# Start of Information supplied
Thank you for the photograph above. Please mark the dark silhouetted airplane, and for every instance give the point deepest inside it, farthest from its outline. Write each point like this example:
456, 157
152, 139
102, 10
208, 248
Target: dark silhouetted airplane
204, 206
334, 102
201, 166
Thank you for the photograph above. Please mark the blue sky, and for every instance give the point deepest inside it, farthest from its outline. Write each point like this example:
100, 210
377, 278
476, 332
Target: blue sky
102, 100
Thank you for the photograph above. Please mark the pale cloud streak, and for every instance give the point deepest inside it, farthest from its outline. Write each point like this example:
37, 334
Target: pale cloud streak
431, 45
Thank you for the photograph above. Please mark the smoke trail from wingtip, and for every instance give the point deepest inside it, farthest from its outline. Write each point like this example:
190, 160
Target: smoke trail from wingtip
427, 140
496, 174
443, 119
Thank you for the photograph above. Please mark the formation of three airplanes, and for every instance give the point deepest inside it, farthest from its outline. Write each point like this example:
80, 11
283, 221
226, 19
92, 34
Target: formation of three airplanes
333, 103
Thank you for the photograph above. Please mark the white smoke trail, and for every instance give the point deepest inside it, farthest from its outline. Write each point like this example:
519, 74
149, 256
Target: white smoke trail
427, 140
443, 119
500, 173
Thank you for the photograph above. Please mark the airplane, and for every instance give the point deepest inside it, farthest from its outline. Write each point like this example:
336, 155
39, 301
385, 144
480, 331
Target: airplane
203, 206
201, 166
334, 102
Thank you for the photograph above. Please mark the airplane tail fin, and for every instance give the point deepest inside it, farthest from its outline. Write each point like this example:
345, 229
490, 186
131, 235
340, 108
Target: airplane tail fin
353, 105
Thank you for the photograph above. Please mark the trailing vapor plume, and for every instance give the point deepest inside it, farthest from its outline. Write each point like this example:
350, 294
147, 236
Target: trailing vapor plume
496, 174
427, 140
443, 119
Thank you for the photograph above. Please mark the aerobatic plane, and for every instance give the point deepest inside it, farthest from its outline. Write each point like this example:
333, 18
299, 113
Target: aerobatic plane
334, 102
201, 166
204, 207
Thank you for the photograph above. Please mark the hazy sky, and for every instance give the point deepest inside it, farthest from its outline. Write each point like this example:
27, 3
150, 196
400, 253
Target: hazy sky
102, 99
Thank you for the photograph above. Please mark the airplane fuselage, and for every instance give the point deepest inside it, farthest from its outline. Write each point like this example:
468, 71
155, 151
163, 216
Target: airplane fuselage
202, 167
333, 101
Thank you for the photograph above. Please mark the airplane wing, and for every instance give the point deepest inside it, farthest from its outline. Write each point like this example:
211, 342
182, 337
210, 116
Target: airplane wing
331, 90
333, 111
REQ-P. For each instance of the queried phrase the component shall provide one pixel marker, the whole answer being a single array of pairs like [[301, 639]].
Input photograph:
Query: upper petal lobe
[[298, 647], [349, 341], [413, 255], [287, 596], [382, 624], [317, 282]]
# End of Information supplied
# Start of Information supplied
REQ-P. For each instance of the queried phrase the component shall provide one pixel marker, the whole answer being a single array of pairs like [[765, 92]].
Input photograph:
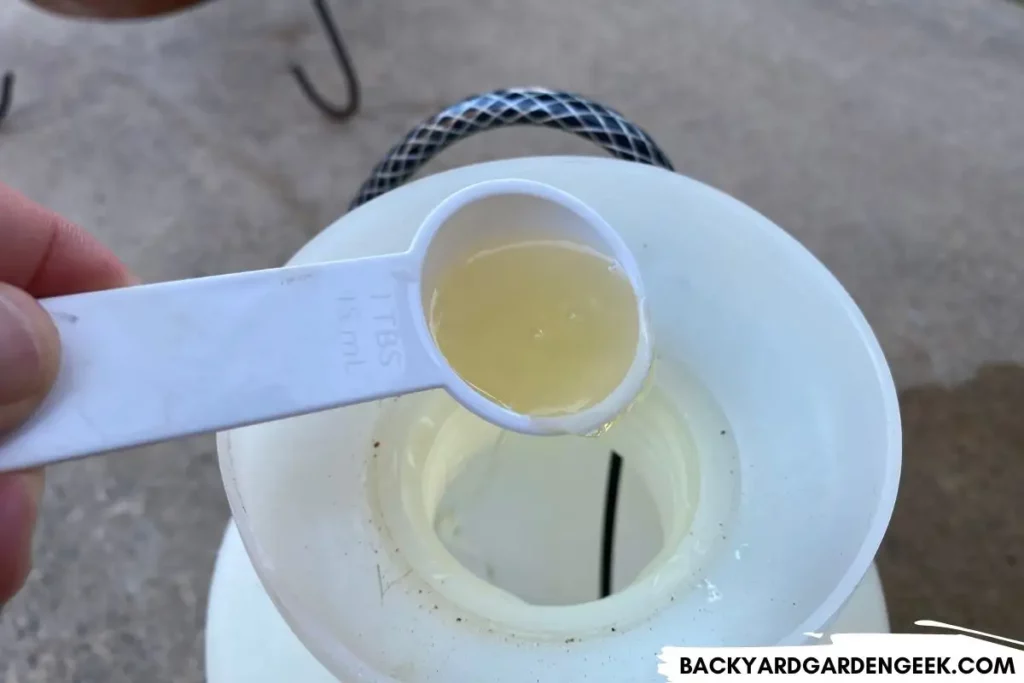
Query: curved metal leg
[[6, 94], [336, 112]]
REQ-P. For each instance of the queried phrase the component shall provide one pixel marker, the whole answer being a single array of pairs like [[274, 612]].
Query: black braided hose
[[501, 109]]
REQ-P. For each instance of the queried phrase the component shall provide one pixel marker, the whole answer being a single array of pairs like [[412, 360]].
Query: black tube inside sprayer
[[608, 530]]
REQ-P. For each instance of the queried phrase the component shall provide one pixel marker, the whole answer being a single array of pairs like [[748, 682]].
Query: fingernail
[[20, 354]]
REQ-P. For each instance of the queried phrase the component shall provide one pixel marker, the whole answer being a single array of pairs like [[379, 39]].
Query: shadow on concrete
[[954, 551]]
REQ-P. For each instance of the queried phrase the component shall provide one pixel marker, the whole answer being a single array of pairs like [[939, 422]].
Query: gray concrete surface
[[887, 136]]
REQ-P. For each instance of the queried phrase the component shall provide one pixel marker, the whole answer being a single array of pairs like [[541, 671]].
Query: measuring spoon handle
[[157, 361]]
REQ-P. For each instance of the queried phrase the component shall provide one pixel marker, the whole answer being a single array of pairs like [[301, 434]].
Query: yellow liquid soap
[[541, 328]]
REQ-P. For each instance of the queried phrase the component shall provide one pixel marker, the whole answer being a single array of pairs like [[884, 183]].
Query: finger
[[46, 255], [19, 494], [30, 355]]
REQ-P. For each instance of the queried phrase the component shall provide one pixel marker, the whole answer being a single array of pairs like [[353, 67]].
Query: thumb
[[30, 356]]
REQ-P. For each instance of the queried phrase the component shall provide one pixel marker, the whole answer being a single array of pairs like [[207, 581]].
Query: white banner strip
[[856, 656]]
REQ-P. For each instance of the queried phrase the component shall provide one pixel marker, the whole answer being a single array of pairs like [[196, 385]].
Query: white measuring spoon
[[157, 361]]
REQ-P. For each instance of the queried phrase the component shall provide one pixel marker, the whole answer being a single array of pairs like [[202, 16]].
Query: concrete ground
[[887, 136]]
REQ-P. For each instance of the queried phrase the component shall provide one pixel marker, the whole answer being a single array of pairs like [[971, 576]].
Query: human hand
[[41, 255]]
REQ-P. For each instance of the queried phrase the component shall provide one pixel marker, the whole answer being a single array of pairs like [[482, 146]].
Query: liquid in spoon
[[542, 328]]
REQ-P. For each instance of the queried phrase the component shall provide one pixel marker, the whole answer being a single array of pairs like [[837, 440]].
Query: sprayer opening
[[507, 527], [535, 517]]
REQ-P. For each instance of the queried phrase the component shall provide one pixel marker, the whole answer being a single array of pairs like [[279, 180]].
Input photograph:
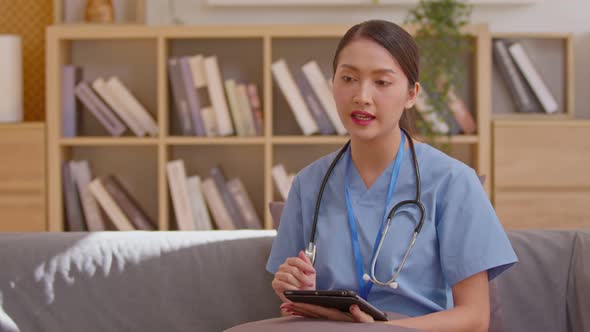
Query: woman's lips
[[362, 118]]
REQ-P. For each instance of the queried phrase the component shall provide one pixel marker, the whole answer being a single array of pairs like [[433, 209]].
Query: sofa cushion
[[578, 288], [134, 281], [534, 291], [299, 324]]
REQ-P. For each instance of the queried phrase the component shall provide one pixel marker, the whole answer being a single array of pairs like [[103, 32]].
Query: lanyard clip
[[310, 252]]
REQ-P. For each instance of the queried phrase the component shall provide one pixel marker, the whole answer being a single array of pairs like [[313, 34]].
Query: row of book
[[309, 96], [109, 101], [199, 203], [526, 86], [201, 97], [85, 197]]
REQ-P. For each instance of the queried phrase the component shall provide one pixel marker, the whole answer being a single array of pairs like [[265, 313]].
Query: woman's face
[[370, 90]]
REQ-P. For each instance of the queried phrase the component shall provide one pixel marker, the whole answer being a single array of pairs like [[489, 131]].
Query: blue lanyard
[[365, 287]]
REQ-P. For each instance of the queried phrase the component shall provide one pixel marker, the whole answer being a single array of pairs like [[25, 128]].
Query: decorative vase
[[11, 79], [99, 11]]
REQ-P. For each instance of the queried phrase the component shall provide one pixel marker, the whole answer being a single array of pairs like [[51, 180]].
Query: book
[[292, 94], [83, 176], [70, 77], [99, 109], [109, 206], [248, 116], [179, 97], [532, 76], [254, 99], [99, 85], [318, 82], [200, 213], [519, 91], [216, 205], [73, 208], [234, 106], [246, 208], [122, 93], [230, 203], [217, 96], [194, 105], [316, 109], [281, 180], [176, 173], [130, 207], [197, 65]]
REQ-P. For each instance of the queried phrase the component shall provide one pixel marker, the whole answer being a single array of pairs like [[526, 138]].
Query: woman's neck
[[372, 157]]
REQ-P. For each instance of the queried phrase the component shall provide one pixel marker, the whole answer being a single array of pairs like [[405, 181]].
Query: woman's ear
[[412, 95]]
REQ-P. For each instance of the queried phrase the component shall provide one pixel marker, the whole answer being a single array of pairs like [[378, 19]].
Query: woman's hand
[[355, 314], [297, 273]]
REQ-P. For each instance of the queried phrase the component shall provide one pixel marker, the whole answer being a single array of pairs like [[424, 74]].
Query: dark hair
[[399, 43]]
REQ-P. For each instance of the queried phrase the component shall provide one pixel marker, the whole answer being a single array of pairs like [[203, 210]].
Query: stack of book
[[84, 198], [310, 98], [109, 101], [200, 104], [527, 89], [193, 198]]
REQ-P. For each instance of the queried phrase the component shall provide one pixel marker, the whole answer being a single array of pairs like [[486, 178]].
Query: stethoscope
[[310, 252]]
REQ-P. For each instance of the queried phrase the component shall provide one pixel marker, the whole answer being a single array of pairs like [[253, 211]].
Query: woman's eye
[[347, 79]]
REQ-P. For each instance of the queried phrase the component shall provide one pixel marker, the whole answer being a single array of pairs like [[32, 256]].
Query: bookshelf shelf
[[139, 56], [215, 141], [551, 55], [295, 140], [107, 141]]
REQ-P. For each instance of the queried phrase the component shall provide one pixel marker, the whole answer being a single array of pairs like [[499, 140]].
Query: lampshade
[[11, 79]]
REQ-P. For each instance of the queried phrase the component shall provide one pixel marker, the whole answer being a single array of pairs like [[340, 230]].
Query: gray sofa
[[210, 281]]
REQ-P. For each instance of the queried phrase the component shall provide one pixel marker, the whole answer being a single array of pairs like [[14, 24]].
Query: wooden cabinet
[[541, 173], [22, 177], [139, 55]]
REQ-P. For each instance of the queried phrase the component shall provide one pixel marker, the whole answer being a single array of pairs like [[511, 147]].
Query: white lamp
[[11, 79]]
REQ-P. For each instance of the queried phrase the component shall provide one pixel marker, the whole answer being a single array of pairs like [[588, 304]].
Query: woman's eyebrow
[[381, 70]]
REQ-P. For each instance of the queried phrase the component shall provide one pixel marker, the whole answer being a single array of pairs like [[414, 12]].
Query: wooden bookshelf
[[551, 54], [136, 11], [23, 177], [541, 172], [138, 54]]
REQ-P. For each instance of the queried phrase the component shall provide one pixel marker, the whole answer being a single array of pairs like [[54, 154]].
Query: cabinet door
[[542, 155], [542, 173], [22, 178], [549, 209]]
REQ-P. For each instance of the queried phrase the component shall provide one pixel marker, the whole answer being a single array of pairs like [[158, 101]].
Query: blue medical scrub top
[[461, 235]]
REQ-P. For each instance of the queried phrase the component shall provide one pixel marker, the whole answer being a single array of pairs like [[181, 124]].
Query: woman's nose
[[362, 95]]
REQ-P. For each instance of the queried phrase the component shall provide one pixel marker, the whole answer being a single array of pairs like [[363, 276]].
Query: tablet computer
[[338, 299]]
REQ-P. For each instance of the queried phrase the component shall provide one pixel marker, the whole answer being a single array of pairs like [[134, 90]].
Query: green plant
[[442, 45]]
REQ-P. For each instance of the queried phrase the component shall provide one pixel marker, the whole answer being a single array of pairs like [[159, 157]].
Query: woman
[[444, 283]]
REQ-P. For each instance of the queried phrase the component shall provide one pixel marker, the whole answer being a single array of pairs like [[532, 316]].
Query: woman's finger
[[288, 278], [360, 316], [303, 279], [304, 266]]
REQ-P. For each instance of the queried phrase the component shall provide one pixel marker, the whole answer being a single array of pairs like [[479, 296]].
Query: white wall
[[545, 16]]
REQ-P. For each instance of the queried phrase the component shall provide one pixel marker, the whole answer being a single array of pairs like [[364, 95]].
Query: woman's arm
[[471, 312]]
# End of Information supplied
# Start of Information supplied
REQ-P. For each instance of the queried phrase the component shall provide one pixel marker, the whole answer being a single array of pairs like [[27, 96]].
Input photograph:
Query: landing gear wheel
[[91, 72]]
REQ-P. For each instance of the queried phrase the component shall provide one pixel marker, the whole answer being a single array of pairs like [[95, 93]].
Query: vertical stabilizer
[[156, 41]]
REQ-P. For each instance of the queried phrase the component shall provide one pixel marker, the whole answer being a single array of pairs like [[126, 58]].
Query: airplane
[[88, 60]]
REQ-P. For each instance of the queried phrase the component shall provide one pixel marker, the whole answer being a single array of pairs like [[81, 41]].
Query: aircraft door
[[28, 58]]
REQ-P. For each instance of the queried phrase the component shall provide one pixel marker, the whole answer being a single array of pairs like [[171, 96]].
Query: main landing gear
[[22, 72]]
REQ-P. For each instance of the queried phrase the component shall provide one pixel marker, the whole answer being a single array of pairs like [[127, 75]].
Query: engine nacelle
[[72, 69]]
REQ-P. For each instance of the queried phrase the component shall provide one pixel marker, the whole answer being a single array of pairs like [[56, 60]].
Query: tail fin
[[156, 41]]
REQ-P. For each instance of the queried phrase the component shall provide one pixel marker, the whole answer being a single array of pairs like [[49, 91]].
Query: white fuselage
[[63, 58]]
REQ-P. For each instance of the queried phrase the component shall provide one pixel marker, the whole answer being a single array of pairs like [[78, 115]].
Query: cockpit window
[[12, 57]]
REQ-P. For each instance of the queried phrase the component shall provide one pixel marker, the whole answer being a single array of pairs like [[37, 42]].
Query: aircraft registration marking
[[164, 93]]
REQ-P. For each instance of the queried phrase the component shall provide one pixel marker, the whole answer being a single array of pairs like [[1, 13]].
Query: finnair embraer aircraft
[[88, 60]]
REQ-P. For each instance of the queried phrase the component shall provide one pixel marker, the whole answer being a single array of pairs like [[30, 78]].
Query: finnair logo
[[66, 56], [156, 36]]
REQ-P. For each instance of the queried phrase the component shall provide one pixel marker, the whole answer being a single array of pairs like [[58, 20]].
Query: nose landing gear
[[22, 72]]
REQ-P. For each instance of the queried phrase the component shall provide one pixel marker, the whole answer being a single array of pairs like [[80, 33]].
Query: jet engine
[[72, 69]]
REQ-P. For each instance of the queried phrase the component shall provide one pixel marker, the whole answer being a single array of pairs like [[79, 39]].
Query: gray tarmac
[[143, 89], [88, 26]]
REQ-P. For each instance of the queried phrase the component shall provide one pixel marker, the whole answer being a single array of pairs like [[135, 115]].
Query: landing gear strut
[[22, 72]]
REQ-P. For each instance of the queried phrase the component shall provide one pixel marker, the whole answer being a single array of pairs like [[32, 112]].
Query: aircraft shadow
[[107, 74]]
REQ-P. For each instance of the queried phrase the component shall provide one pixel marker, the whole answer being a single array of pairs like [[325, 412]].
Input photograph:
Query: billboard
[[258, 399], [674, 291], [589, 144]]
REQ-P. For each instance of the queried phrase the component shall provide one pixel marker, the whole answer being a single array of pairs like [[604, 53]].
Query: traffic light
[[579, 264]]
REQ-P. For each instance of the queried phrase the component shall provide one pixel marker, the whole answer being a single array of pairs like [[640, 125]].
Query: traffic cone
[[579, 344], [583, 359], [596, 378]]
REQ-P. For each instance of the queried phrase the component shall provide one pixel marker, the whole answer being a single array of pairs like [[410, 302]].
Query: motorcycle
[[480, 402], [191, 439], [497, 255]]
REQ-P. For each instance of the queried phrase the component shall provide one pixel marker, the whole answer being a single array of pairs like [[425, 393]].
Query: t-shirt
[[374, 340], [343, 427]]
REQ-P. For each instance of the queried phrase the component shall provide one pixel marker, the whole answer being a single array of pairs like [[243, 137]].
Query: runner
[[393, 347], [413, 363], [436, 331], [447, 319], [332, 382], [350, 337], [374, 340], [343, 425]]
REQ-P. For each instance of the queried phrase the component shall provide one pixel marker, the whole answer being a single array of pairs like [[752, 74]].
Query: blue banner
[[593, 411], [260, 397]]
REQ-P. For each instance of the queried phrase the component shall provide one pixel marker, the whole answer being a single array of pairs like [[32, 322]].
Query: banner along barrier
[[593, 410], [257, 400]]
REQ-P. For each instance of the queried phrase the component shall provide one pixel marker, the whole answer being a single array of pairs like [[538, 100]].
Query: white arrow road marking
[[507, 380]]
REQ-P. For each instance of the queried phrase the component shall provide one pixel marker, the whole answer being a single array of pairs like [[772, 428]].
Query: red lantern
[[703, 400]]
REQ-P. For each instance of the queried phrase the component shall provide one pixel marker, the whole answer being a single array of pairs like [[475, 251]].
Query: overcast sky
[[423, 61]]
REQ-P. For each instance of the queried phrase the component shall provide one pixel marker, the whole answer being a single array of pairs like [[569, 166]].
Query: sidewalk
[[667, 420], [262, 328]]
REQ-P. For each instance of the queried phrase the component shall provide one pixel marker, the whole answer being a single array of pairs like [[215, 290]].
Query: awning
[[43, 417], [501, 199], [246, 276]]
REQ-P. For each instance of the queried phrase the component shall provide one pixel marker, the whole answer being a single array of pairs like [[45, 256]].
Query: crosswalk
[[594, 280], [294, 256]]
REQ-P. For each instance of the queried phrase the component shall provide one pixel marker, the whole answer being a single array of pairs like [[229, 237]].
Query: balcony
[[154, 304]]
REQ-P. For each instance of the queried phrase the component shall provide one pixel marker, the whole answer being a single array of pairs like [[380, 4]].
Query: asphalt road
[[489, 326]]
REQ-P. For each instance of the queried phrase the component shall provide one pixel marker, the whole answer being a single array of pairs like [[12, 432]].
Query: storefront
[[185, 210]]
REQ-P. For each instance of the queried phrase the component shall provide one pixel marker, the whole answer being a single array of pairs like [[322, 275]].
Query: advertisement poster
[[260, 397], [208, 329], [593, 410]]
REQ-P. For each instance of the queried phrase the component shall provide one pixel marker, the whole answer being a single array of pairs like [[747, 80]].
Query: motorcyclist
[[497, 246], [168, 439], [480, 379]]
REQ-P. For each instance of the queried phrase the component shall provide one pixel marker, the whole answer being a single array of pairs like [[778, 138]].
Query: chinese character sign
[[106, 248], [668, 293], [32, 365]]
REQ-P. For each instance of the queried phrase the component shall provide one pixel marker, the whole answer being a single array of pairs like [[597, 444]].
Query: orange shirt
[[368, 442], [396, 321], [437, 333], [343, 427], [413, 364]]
# End of Information supplied
What the task asks:
Rescale the records from the line with "like [[752, 74]]." to the line with "[[593, 410], [257, 400]]", both ends included, and write out only those lines again with their requests. Multiply every point coordinate in the answers by 0.55 and round to whole numbers with halves going up, but leave the requests and their sample pairs unchanged.

Problem solution:
REQ-P. For each instance of the queried phrase the component shall provide one pixel marker, the whole answer being a single array of pairs like [[752, 74]].
Query: blue banner
[[326, 226], [143, 218]]
REQ-P. For each instance of the queried phrase the component shall provide one pixel marker, the whole answer being a single array of pairs like [[32, 322]].
Query: banner along barrier
[[326, 226], [141, 220]]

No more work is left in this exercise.